**SUPPLIED PASSAGE**
************
FIRST PERSON - Alex Magno (The Philippine Star) - February 9, 2019 - 12:00am

The alert raised by the Department of Health over the measles outbreak is now nationwide. In a matter of days, the alert spread out from the Mega Manila area to as far as Zamboanga in the south and the Ilocos provinces in the north.

Hundreds of people, mostly children, are now confined in hospitals designated by the health authorities. A significant number succumbed to the many complications arising out of infection from the airborne virus.

This is an epidemic that is not supposed to happen anymore. Years ago government offered free vaccination against the virus that causes measles. Unfortunately, so many children were not brought in for vaccination since the scare over Dengvaxia. Because of this, as many as two million children are deemed exposed to the epidemic.

Some have blamed the Public Attorney’s Office for the apparently widespread distrust for the vaccination program. That assignment of blame is misplaced.

The Public Attorney’s Office is merely doing its job. When numerous parents blamed the deaths of their children on the controversial vaccine, they trusted only the Public Attorney to conduct an inquiry on the matter. True, the Public Attorney might have appeared too zealous in its investigation, but it would not have continued with this is there was no case to build.

Only this week, the House of Representatives recommended the filing of charges against former president Noynoy Aquino, former health secretary Janet Garin and former budget secretary Florencio Abad over the Dengvaxia controversy. The House panel is convinced the three conspired to hastily purchase the Dengvaxia vaccine in large quantities shortly before the 2016 elections.

At the time the procurement was made, the vaccine still has to undergo some more testing to rule out any dangerous side effect. But the former officials, with just weeks left in office, hastily purchased the vaccine and applied them to thousands of children almost haphazardly.
************
**QUESTIONS TO ANSWER**
(a) In the column on the measles outbreak, how many children are deemed exposed to the epidemic?
(b) Continue the column on the measles outbreak from its last sentence.

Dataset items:
************
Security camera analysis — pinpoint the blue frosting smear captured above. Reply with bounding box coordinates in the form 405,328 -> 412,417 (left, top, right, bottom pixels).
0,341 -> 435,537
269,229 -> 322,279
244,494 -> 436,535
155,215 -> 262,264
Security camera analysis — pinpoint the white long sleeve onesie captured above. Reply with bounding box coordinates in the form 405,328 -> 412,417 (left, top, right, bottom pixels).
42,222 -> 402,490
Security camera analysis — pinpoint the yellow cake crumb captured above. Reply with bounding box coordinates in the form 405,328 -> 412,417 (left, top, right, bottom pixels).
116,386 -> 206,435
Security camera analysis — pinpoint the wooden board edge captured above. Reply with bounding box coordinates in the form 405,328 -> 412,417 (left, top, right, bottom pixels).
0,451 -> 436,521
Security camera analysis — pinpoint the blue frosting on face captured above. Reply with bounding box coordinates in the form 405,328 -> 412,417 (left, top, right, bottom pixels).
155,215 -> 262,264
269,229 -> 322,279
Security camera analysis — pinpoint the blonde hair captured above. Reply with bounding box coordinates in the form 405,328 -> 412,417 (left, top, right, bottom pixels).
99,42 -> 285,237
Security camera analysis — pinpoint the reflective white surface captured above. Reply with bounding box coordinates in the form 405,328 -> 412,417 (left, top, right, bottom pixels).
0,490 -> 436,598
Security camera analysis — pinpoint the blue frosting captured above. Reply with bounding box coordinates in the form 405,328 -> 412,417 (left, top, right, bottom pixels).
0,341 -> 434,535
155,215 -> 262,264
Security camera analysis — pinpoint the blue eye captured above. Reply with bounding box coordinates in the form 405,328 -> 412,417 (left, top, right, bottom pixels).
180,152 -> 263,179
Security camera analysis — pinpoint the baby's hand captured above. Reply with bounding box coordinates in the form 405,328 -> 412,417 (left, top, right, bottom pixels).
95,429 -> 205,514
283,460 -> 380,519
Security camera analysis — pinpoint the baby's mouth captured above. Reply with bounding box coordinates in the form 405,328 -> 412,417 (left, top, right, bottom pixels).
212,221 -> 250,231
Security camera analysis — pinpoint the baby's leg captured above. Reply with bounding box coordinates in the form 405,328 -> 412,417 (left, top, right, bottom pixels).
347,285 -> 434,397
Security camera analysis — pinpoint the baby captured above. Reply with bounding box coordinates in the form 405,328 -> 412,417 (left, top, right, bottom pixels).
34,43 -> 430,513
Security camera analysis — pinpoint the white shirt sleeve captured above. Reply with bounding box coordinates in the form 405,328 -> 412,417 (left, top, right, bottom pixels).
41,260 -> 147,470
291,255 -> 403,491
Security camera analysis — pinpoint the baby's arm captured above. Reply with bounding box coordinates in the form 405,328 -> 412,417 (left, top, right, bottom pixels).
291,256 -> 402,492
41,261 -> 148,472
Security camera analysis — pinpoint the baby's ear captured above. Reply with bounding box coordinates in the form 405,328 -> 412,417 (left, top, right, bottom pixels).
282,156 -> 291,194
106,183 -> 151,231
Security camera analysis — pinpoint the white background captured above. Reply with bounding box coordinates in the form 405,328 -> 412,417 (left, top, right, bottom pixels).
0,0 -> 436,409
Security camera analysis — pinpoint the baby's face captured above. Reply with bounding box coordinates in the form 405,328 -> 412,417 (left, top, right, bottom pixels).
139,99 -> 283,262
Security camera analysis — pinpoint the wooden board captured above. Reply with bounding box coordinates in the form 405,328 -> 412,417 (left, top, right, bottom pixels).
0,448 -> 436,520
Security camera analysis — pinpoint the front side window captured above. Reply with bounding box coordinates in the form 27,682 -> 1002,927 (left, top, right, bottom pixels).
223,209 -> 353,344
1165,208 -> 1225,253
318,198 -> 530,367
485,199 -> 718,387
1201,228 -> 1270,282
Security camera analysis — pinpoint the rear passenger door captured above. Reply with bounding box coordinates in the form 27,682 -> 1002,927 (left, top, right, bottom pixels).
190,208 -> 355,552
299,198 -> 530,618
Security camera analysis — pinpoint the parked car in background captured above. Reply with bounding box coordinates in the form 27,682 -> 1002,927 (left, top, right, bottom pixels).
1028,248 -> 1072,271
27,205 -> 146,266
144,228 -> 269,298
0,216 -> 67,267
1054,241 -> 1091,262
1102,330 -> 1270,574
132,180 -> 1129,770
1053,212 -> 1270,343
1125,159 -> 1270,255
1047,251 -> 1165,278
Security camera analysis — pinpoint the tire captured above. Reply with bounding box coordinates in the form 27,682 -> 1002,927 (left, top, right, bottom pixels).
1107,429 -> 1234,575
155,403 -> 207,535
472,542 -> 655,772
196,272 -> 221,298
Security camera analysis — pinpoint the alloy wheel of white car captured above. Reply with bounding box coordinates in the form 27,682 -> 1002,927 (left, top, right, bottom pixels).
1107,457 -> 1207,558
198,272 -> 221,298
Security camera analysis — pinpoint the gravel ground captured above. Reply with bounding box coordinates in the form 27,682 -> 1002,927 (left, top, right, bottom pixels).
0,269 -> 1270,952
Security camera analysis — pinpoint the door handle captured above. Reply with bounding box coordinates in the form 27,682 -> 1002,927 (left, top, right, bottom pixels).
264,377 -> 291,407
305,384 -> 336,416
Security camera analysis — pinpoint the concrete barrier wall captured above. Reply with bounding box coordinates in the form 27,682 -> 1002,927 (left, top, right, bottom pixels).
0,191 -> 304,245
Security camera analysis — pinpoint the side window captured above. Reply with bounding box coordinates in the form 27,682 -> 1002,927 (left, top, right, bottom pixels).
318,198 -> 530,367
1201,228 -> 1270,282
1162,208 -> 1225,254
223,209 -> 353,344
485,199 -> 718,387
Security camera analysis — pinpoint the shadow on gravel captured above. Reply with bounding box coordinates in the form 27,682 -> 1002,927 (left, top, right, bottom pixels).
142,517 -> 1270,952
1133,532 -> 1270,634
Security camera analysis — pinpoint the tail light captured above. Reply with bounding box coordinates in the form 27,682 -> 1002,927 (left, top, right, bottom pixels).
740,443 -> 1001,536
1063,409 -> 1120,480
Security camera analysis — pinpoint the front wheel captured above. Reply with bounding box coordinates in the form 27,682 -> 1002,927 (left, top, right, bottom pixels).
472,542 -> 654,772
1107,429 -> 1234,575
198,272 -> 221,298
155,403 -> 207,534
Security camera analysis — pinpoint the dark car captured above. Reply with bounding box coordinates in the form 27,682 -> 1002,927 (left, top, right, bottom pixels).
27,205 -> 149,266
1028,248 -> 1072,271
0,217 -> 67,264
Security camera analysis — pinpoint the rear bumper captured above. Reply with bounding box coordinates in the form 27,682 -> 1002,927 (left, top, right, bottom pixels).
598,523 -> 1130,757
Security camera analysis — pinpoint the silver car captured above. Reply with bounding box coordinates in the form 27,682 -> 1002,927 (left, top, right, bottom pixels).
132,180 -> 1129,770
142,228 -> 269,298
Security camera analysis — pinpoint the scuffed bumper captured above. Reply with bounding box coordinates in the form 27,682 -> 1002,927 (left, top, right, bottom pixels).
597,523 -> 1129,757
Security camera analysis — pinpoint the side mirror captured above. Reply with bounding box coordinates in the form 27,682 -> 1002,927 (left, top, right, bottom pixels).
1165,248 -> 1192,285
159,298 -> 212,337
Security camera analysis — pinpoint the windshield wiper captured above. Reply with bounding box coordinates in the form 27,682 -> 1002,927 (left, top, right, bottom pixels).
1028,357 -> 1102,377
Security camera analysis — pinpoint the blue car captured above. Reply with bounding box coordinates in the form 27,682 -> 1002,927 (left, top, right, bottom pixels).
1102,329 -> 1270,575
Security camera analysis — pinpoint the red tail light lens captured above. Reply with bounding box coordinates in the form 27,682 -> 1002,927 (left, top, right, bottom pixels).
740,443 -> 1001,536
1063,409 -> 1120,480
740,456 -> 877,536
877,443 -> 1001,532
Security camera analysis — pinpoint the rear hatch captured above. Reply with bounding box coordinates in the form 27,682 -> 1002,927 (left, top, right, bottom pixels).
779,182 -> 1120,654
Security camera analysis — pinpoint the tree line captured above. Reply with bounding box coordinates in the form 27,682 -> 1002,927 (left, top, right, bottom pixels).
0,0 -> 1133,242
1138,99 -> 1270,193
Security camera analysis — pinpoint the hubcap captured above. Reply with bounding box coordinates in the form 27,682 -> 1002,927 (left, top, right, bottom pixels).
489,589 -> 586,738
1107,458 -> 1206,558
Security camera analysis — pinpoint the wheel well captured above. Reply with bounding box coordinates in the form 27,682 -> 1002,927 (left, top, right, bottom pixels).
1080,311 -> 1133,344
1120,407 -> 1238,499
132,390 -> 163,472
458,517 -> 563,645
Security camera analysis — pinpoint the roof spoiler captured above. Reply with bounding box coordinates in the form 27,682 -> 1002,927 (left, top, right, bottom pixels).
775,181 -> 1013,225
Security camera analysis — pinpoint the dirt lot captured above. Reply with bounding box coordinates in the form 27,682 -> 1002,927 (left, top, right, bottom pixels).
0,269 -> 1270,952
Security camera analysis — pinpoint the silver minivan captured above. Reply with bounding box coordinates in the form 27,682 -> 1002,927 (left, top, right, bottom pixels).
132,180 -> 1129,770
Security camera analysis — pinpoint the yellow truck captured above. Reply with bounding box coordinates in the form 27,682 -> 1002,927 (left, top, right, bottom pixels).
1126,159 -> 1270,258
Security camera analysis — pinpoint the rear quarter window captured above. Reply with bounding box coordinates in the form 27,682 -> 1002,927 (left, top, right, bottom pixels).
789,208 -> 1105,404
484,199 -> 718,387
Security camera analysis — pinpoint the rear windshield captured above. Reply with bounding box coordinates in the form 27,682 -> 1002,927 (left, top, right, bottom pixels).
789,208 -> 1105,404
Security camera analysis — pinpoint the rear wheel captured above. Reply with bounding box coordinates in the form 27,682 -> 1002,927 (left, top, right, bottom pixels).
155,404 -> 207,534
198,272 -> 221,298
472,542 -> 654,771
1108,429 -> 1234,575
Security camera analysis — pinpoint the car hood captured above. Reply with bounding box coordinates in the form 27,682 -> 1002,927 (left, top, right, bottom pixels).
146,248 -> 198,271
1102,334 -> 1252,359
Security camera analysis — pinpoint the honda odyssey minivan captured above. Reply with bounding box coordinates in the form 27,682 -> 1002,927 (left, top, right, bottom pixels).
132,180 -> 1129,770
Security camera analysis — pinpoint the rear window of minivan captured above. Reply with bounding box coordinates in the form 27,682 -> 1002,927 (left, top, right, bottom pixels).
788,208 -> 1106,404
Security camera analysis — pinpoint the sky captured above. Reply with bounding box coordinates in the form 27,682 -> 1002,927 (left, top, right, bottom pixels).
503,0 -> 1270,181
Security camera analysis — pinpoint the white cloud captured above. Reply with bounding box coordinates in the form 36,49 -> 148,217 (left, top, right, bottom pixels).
************
**ANSWER SET**
(a) As many as two million children.

(b)
The very poor records keeping of the vaccination program attests to the undue haste. There is no master list of the children that received the vaccine. The sloppiness is frightening.

The community of experts has yet to come to a consensus over the relationship between the vaccine and the reported deaths. Early on, as the controversy was beginning to blossom, the pharmaceutical giant that sold us this vaccine agreed to take back the unused stock and refund the Philippine government for it. That was more of a public relations move than anything else.

At any rate, the three officials the congressmen now want charged did demonstrate an alarming lack of prudence in arriving at what might be a negligent decision. The Dengvaxia controversy sufficiently alarmed parents who have since refused to have their children vaccinated. Now, the unvaccinated children are exposed to a different virus.

Before the Dengvaxia controversy, parents had full trust in the various vaccination programs undertaken by our health authorities. That trust has been broken by the utter negligence displayed by the previous administration.

Should the ongoing measles epidemic take more casualties, the previous administration should bear at least moral responsibility for this. They broke the trust so vital in making the various vaccination programs feasible.

Last week, President Duterte no less appealed to parents to trust our health authorities and submit their children for vaccination.  Even if he is the most trusted Filipino today, the President cannot quickly repair the loss of trust that has happened.

Besides, it now appears there has been systemic failing in the vaccination program itself.

The first failing was Noynoy Aquino’s. He invested scarce public funds on an anti-dengue vaccination program even if this was not near the top of urgent infection threats. He could have invested the money in anti-measles vaccines which are tried and tested and, as is now obvious, necessary.

Health authorities now tell us that 90 percent of those infected in this most recent epidemic have not been vaccinated. Dr. Susan Mercado of the Red Cross says the current epidemic would not be happening if our health authorities maintained its immunization target at about 95 percent.

But even if we had enough vaccines and enough health technicians to administer them, there is still the chasm of distrust to contend with. The children cannot be forcibly vaccinated if they do not trust the program.

The only way to effectively fight the measles epidemic is to undertake mass vaccinations of children. Trust in this program will have to be rebuilt very quickly. That is easier said than done.

Given the situation, we need a broad campaign involving grassroots groups and religious leaders to convince alarmed parents that accepting vaccination for our children is the best defense against the ongoing epidemic.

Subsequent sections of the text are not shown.